What you should do: Pick out and copy every line in the listing below that contains the string "green". Matches must have the same case.

Data for this exercise:
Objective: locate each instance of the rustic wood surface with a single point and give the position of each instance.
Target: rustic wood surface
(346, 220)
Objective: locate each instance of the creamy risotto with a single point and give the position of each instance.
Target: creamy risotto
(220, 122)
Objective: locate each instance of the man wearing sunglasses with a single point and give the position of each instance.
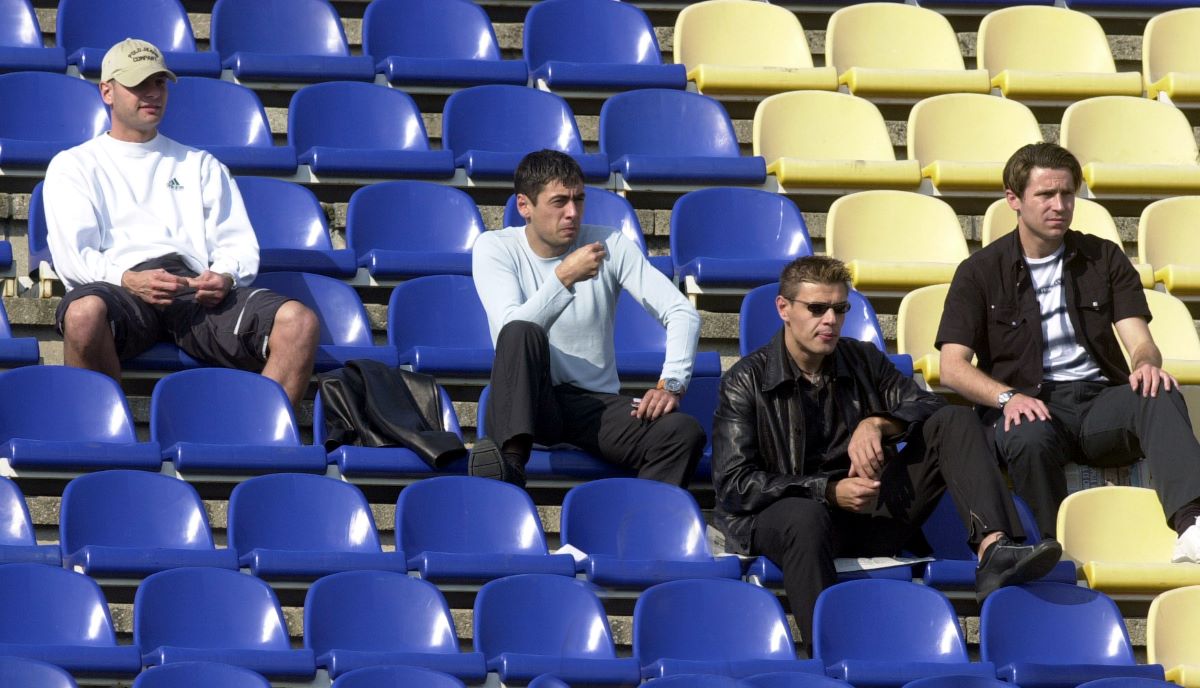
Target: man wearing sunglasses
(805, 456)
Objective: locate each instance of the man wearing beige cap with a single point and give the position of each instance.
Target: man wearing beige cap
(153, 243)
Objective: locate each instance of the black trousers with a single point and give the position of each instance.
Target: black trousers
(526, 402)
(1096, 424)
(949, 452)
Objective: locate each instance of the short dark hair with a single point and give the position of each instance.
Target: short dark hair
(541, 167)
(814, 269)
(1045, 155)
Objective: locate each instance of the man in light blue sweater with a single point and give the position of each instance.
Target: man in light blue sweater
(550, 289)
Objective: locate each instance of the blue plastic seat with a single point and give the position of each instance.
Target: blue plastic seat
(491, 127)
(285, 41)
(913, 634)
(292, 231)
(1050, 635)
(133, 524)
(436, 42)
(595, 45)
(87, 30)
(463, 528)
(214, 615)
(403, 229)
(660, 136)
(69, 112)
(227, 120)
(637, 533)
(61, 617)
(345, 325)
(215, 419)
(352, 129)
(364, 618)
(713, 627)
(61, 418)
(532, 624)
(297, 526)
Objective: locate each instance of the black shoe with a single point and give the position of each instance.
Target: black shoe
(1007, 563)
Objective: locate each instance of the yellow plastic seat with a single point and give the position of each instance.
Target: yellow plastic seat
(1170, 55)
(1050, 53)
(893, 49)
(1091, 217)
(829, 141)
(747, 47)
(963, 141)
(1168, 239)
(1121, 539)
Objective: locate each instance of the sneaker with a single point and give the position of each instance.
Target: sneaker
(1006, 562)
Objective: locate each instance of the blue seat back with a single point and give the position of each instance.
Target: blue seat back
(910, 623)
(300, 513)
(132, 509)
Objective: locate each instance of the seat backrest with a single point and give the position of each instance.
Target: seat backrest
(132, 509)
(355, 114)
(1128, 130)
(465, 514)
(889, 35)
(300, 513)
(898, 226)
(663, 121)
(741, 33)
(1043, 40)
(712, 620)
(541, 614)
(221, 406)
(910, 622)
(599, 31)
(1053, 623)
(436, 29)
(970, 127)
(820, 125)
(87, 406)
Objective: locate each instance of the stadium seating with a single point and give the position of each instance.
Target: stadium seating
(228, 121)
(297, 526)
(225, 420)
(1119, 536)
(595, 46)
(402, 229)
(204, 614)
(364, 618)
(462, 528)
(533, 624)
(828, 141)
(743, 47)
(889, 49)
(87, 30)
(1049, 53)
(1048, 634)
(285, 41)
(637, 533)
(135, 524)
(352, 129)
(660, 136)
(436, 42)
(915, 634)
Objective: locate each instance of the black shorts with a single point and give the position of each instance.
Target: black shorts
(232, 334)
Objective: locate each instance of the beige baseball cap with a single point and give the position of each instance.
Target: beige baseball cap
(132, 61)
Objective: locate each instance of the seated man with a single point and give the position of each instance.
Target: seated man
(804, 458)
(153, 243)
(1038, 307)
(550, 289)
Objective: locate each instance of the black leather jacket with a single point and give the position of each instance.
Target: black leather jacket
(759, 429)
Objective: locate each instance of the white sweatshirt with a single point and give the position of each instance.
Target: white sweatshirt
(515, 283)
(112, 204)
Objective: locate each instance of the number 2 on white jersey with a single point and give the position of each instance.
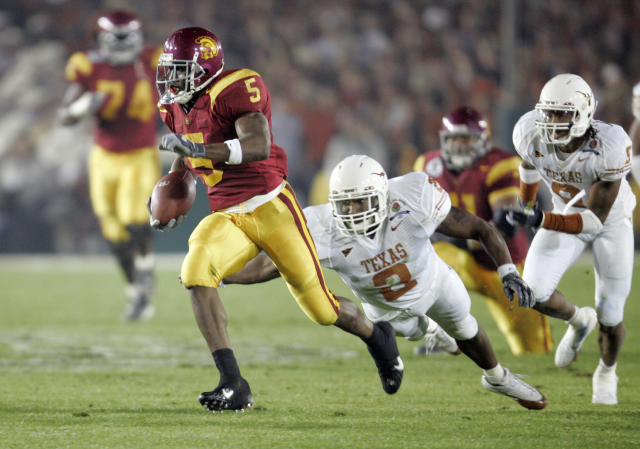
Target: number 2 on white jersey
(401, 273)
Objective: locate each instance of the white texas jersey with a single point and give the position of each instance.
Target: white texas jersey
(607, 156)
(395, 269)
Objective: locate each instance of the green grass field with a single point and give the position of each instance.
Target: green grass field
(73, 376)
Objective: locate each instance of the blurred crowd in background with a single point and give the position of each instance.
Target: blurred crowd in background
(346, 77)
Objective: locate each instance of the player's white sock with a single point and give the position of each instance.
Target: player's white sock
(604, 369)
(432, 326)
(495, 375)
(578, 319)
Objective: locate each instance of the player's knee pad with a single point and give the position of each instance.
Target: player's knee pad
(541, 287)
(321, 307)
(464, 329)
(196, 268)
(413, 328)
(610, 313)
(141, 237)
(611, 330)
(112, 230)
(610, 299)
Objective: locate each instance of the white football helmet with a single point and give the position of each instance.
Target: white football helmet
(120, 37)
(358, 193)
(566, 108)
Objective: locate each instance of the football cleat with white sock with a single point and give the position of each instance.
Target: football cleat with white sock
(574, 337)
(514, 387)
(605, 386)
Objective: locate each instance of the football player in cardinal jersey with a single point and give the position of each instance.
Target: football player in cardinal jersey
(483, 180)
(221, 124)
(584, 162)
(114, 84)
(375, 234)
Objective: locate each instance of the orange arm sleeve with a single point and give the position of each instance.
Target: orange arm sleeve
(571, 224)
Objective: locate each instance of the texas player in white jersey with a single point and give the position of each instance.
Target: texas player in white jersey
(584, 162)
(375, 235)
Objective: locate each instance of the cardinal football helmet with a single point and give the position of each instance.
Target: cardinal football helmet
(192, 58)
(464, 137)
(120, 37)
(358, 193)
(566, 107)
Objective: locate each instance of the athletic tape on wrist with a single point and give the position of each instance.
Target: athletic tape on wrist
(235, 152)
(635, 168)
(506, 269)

* * *

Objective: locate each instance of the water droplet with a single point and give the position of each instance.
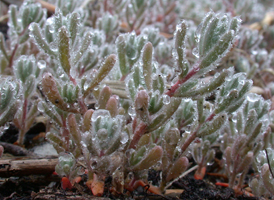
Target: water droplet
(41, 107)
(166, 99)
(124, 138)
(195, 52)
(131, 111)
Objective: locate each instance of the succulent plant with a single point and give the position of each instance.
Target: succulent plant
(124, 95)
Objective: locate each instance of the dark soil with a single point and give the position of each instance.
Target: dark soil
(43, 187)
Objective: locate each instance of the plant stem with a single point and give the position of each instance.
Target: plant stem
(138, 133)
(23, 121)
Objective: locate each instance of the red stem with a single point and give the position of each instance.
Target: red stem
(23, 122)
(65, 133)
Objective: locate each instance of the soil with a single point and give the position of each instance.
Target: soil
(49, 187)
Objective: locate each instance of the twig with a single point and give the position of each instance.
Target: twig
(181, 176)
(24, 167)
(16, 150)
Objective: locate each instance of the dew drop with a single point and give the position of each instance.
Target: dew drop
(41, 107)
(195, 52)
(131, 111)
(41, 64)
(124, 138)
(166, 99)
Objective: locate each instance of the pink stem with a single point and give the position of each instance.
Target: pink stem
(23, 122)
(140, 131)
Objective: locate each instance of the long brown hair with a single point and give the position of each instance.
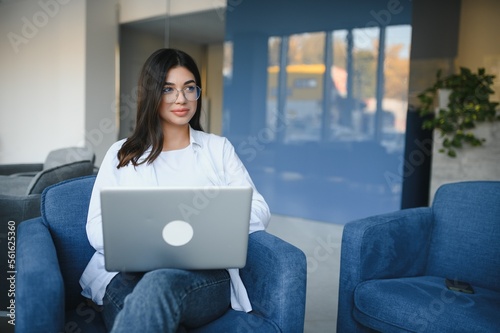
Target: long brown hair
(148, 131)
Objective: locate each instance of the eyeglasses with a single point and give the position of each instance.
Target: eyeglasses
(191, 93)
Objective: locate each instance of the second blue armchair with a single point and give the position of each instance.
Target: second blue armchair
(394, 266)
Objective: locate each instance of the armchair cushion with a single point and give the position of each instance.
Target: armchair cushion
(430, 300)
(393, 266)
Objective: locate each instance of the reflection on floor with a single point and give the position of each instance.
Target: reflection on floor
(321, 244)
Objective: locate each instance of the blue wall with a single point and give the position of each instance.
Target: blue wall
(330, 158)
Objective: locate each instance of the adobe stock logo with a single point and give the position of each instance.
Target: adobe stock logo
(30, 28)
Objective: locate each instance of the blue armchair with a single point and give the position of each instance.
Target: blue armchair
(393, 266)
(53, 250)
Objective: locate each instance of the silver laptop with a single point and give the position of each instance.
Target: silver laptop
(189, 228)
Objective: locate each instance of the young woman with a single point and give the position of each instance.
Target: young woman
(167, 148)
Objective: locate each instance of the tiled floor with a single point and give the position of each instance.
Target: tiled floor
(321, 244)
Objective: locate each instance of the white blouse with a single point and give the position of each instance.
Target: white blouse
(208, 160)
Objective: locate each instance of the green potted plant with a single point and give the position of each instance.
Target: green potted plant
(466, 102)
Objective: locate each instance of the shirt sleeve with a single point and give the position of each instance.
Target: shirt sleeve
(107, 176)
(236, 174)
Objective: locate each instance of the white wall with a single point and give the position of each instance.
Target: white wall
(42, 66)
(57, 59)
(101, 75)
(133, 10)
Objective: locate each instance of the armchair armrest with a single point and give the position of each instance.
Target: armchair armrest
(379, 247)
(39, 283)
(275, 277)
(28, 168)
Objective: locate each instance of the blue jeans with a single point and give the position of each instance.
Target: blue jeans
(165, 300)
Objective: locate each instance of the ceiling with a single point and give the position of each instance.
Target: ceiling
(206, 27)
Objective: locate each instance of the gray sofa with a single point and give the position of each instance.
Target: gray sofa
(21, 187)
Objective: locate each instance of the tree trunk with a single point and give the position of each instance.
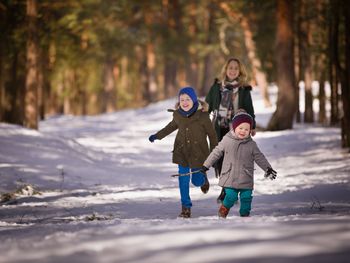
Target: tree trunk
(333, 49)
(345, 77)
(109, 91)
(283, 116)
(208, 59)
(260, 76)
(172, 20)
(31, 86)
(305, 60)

==

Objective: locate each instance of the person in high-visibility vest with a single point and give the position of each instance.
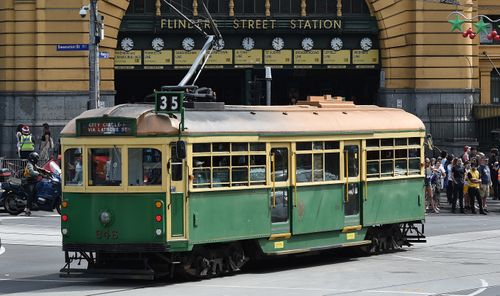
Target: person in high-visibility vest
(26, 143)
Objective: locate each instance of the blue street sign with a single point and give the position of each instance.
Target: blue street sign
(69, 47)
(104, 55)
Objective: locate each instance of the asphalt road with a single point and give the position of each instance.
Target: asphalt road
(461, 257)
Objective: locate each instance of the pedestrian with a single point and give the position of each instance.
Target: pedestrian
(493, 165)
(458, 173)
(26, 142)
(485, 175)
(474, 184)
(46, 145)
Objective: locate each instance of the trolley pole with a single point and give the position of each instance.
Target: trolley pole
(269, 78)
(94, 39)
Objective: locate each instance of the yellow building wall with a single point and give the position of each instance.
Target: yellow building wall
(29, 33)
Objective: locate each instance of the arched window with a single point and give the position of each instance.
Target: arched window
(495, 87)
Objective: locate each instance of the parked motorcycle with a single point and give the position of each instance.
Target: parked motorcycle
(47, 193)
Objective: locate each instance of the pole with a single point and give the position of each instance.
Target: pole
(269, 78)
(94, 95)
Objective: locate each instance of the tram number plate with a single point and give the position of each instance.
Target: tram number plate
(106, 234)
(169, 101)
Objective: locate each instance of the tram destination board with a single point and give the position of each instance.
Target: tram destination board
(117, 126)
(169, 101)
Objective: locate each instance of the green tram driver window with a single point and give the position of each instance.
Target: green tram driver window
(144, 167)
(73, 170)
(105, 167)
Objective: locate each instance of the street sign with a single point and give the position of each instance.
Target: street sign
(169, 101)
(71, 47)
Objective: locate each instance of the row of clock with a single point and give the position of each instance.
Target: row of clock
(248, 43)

Exercise output:
Objective: locate each instance of the green grass field with a single point and give the position of each instance.
Target: green grass field
Objective: locate each instance of the green potted plant with a single point and give the position of each instance.
Target: green potted plant
Objective: locate each instance of the green tram driver window with a single point and give the position of each instance.
Target: green tram driver window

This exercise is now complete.